The task -> Return the lines of the data exactly as they appear, starting at the line that contains "of the green" and ending at the last line of the data, with both of those lines included.
>> start Raw records
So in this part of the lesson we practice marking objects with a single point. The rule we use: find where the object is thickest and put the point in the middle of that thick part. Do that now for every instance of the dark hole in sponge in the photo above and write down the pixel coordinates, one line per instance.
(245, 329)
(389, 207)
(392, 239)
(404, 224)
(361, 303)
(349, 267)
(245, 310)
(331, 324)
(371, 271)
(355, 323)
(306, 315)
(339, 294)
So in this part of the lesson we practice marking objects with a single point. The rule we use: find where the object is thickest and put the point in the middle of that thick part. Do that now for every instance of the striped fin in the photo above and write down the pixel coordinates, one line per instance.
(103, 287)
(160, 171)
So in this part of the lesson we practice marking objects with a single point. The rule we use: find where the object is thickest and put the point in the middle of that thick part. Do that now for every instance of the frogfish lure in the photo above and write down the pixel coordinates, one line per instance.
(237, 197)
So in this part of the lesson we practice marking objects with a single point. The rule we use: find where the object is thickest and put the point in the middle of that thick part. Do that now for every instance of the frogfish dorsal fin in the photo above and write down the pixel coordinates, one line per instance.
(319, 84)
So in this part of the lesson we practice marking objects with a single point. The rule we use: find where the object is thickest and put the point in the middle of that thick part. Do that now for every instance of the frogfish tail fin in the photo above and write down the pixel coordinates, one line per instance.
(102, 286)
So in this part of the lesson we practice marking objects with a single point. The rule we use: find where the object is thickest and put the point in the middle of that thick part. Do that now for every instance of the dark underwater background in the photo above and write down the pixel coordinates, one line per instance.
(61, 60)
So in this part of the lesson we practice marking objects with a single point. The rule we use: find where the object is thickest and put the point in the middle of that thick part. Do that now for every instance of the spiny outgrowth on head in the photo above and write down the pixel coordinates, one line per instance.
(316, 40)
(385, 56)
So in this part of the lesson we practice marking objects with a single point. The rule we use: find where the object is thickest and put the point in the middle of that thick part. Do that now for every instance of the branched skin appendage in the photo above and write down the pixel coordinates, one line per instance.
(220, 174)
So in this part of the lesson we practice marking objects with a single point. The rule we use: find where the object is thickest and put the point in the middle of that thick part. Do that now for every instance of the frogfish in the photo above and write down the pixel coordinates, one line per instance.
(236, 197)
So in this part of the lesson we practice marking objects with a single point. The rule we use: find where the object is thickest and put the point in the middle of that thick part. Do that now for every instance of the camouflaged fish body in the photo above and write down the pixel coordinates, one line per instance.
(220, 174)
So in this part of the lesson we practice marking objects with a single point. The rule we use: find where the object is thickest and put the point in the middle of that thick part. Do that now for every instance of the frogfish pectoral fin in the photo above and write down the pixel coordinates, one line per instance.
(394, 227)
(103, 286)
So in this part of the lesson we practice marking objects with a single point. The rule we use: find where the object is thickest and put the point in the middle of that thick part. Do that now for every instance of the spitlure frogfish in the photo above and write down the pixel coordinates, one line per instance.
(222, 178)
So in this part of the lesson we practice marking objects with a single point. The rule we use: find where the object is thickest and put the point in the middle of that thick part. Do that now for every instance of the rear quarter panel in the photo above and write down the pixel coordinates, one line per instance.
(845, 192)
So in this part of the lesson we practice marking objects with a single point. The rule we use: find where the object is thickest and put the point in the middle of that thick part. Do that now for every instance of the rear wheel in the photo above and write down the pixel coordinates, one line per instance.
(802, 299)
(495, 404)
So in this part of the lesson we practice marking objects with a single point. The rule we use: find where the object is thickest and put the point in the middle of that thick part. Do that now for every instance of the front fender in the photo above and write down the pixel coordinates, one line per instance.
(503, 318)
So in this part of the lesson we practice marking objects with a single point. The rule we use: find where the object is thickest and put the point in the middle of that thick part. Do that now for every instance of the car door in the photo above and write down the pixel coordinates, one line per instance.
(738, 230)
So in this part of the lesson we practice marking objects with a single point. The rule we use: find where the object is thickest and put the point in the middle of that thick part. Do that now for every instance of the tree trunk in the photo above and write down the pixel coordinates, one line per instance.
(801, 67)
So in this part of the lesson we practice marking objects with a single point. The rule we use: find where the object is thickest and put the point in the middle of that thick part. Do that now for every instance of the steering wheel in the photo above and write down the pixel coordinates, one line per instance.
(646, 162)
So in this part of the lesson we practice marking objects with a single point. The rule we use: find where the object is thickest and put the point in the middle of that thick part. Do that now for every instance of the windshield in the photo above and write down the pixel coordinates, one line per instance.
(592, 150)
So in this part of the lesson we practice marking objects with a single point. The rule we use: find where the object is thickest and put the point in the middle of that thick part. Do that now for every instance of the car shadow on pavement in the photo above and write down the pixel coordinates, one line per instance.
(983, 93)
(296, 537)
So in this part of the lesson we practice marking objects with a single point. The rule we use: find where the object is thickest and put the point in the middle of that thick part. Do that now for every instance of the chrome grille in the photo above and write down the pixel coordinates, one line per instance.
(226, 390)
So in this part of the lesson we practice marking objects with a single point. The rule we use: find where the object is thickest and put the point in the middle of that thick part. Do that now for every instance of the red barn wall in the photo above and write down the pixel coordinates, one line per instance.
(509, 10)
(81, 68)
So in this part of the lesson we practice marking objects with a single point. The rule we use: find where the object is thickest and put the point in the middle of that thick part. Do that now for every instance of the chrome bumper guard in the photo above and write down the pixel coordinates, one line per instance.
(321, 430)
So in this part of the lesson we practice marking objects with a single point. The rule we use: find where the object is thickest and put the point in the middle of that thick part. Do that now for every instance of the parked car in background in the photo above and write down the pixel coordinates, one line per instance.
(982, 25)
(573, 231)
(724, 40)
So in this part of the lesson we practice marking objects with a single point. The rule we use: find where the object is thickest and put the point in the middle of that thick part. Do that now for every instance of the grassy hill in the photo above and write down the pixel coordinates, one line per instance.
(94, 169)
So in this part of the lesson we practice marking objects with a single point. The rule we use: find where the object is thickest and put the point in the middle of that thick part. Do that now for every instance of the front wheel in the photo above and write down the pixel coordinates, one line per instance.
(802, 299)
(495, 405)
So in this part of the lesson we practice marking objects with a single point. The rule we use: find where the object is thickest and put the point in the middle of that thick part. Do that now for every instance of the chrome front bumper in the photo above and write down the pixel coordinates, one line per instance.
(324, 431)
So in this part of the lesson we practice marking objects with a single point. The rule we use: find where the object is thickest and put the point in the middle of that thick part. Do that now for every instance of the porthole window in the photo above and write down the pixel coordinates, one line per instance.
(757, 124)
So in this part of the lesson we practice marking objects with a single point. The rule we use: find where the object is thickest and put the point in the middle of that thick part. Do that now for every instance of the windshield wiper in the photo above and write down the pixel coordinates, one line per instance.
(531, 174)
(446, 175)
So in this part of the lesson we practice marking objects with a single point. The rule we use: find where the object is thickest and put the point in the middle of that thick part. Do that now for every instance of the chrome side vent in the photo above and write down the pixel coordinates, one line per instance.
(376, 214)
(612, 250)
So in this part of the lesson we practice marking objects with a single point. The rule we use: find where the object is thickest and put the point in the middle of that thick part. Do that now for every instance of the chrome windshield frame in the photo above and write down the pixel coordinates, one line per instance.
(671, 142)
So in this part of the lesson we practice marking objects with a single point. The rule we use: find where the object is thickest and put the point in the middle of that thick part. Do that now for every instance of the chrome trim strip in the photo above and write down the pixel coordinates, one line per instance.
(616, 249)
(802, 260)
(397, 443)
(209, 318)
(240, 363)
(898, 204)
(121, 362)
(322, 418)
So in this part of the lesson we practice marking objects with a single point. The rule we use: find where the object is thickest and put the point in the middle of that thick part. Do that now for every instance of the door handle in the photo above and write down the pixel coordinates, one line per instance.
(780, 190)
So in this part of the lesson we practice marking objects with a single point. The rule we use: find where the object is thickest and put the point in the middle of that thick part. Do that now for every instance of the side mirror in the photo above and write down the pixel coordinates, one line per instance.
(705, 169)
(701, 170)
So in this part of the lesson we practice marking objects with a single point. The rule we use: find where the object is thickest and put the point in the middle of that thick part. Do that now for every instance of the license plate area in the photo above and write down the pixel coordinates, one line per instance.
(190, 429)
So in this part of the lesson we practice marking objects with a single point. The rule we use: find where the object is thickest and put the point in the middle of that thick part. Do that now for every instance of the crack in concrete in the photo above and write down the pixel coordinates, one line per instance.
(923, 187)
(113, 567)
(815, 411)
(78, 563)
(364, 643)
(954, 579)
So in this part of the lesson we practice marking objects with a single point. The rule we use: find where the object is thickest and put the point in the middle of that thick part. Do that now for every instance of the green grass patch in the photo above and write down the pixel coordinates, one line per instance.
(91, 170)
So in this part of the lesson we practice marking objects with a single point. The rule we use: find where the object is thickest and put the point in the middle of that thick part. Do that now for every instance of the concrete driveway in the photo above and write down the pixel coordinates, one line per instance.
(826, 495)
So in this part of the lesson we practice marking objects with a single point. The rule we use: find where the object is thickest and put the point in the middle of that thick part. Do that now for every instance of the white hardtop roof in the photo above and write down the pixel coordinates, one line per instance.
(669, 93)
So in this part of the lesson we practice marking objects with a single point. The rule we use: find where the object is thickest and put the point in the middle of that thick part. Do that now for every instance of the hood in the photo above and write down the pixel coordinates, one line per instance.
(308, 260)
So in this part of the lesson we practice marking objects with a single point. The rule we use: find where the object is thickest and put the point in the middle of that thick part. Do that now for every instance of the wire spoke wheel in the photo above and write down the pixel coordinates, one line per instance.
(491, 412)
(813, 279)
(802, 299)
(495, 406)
>> end Raw records
Finished answer ->
So in this part of the lesson we practice marking objects with a single point. The rule we use: find where the object is thickest and put the point in the middle of that thick part. Do that now for every instance of the green grass patch in the photo above and write down the pixel coordinates, one line per instance.
(91, 170)
So in this part of the lesson we practice marking objects with a single point. The rule we use: find where the object is thickest and put the point in the middle of that thick part. Do that now for every instance of the concrete driveway in the photo above and write down the pixel coordinates, one line per instance.
(826, 495)
So in this part of the lesson we practice marking objects with a single point. The rule we use: find where the object is thickest and put the point in the middle of that thick part. Do that now for every instance of the white hardtop roof in the photo above and write down the pixel coordinates, one line per instance.
(669, 93)
So in this part of the lesson we practice marking objects with a single point. The rule we use: find where the object is thickest and put the point in the middle of that thick part. Do that now for every instance of the hood in the photo above and write down the pixel coordinates, one line per instance.
(308, 260)
So in this part of the lesson we practice marking objects with a single point. The rule we use: find where the object is thickest and put the point in the middle of that thick part. Do that now for every instance of the wire spoke wheel in the photo above and write down the pixel coordinates, one line per instance.
(491, 412)
(813, 279)
(802, 299)
(495, 406)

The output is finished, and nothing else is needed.